▸ INPUT ROWS

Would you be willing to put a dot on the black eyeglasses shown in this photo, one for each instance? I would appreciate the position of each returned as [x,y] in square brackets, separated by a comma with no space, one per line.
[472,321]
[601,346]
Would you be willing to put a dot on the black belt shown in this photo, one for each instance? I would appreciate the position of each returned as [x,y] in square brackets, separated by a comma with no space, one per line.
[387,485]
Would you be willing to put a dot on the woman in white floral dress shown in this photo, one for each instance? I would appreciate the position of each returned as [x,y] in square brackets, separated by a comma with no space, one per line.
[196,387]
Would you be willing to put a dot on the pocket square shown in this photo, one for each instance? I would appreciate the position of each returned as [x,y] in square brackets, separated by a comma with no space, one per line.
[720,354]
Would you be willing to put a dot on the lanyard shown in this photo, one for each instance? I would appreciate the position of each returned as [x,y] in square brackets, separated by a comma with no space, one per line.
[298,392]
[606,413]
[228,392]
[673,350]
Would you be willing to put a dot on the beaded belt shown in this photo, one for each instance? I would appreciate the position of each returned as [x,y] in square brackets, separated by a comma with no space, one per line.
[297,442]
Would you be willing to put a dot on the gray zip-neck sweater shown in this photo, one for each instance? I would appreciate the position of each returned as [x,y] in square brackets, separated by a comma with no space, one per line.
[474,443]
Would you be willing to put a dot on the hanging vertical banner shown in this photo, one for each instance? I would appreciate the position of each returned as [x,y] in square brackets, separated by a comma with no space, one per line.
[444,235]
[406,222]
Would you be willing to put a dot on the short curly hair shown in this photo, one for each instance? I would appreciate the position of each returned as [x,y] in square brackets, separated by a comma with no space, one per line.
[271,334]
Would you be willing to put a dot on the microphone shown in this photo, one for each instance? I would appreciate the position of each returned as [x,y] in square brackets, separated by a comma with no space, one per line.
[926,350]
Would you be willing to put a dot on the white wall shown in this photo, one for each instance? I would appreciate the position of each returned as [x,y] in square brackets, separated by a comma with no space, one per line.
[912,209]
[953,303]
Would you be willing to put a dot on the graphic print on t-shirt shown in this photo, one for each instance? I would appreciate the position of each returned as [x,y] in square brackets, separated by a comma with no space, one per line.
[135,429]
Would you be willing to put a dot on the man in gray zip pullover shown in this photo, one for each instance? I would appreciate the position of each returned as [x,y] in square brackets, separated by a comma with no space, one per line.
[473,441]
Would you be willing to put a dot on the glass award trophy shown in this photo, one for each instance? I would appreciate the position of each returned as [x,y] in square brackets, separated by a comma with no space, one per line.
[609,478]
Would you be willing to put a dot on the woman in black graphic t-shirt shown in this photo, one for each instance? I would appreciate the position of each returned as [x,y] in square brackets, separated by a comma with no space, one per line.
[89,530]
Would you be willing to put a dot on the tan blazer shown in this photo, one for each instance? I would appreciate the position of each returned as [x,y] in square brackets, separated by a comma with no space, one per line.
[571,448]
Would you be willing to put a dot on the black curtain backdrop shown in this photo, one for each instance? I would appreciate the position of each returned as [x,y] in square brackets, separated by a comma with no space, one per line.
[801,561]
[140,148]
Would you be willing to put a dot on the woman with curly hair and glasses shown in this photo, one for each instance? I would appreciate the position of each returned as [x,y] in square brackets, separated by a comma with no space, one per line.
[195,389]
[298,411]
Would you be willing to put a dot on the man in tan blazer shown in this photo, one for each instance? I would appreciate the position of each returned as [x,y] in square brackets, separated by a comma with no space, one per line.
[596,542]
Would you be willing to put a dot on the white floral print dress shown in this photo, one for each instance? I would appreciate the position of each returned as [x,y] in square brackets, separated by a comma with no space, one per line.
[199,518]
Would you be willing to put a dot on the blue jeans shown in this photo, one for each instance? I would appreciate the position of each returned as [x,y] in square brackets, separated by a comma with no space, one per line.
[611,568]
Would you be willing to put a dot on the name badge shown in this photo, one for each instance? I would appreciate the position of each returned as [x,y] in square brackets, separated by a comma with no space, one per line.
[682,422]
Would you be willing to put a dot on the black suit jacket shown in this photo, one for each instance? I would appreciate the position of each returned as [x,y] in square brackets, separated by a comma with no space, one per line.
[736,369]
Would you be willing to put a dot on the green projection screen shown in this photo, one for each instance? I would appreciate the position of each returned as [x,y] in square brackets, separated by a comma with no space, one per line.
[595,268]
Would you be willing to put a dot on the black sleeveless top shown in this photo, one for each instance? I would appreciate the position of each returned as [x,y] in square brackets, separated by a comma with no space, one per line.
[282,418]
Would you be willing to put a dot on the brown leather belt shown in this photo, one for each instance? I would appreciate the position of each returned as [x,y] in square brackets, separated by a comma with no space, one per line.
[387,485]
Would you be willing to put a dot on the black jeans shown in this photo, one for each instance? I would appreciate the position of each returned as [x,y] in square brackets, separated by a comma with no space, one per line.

▸ THE REQUEST
Output the line containing "the black suit" and all lines after it to the end of the records, exactly as given.

▸ OUTPUT FOR THIS TASK
Would you be willing to put a dot on the black suit jacket shown in this photo, one for each instance? I would appreciate the position of each returned as [x,y] in square brackets, separated by a comma with no space, one per line.
[736,369]
Would you be willing to put a dot on the green projection screen shown in this photo, one for each instance? I would appreciate the position of each returned as [x,y] in square brackets, separated by a comma with no space, one per line.
[595,268]
Would you be willing to put a dot on the black sleeveless top shown in this photo, one for each instance? I would appreciate the position of each returned as [x,y] in square brackets, separated by a comma with no space, one per line.
[282,418]
Would you be willing to put a dot on the brown leather belt shown in this photo, one for each instance? I would appreciate the position of each returned as [x,y] in square brackets, separated by a comma with no space, one per line.
[387,485]
Would you be willing to put a dot on the black jeans shown in this photo, one for each instance? I would appreciate the position of each returned as [x,y] in square brackets, separated by a comma with no space, one per line.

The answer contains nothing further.